Direction: Render every row below as a numbered list, omitting any blank lines.

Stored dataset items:
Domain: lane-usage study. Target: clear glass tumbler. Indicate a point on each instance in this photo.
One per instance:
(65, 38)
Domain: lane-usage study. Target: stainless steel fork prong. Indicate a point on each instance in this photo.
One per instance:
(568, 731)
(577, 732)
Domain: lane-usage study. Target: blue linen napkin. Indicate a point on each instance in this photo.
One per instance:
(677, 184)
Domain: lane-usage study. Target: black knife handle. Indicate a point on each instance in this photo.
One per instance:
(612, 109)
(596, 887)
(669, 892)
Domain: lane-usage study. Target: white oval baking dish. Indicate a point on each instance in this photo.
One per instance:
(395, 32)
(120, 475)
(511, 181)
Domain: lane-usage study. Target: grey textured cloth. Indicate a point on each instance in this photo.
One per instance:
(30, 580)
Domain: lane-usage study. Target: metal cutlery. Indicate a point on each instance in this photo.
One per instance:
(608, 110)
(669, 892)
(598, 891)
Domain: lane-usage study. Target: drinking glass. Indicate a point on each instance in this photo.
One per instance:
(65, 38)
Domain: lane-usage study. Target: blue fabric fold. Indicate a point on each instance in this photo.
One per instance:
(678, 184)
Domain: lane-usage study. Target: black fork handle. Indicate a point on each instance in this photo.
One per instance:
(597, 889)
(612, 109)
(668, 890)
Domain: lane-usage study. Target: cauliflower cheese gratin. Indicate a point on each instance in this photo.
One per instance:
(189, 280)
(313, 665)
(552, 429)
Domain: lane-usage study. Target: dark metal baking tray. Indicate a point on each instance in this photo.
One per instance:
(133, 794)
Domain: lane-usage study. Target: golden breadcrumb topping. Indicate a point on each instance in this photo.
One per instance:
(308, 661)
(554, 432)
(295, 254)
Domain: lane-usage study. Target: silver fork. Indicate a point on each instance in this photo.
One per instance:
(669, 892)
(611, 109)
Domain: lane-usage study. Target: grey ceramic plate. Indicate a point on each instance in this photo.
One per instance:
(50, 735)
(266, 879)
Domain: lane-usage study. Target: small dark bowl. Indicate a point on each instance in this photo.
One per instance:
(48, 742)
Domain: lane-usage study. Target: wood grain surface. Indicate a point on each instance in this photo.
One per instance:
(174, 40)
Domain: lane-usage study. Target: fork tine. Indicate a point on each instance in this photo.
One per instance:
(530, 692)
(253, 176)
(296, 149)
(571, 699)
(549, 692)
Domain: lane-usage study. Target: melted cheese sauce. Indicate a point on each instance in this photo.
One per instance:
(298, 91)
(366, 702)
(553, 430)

Completed task:
1. Domain: lane-usage study. Target: clear glass tumbler. Indicate a point on each instance in this photo.
2. One per instance:
3. (65, 38)
4. Domain: lane-usage study. Target: stainless steel fork prong. Indicate a point on each instance in this photo.
5. One per instance:
6. (568, 731)
7. (577, 732)
8. Domain: lane-usage study. Target: blue linen napkin. Indicate a point on each instance in this photo.
9. One per instance:
10. (677, 184)
11. Domain: lane-usage study. Target: black knife handle. Indicate a point on each instance in this photo.
12. One per instance:
13. (612, 109)
14. (596, 887)
15. (669, 892)
16. Domain: lane-usage study. Target: white oval baking dish. Indicate a point on each instance in this photo.
17. One per instance:
18. (395, 32)
19. (120, 475)
20. (511, 181)
21. Domain: lane-usage study. Target: grey textured cloth. Indicate a point on each instance in this photo.
22. One per instance:
23. (30, 580)
24. Domain: lane-usage study. Target: metal cutlery. Indicate a point on each instance in this photo.
25. One per instance:
26. (608, 110)
27. (669, 892)
28. (598, 891)
29. Domain: lane-usage study. Target: drinking glass. Indicate a point on each instance in this photo.
30. One per instance:
31. (65, 38)
32. Domain: lane-usage study. Target: blue fabric fold. Indicate a point on each instance in this photo.
33. One per instance:
34. (678, 184)
35. Domain: lane-usage study. Target: black fork handle. Indicate a point on each instance in this photo.
36. One per instance:
37. (597, 889)
38. (612, 109)
39. (668, 890)
40. Domain: lane-usage study. Target: cauliflower cheese gratin. Indicate a point on each instance in this photo.
41. One per instance:
42. (189, 280)
43. (313, 665)
44. (552, 429)
45. Domain: lane-usage study. Target: dark metal baking tray. Indicate a point on each instance in this photo.
46. One per instance:
47. (133, 794)
48. Domain: lane-usage study. Target: golden breadcrumb topping. Indicate a point on each instance in this photo.
49. One per instance:
50. (308, 661)
51. (554, 432)
52. (295, 254)
53. Domain: lane-usage study. Target: silver fork. Indicate a point on each instance in this photo.
54. One per instance:
55. (669, 892)
56. (611, 109)
57. Domain: lane-usage study. Target: grey ceramic plate. Indicate a point on each instance in this photo.
58. One per instance:
59. (50, 735)
60. (266, 879)
61. Domain: lane-usage study. Target: small dark bowl. Indicate a point on each instance in this photo.
62. One per instance:
63. (48, 742)
64. Domain: lane-usage study. Target: wood grain surface. Indicate a point on each instance in this photo.
65. One per instance:
66. (174, 40)
67. Domain: lane-usage study. Target: fork tine. Indicate a point on each instance in this photo.
68. One per instance:
69. (530, 692)
70. (253, 176)
71. (296, 149)
72. (571, 699)
73. (549, 692)
74. Domain: lane-usage study. Target: melted cheese sauce. Indicate a point on each instance in this photo.
75. One per instance:
76. (298, 91)
77. (366, 702)
78. (553, 430)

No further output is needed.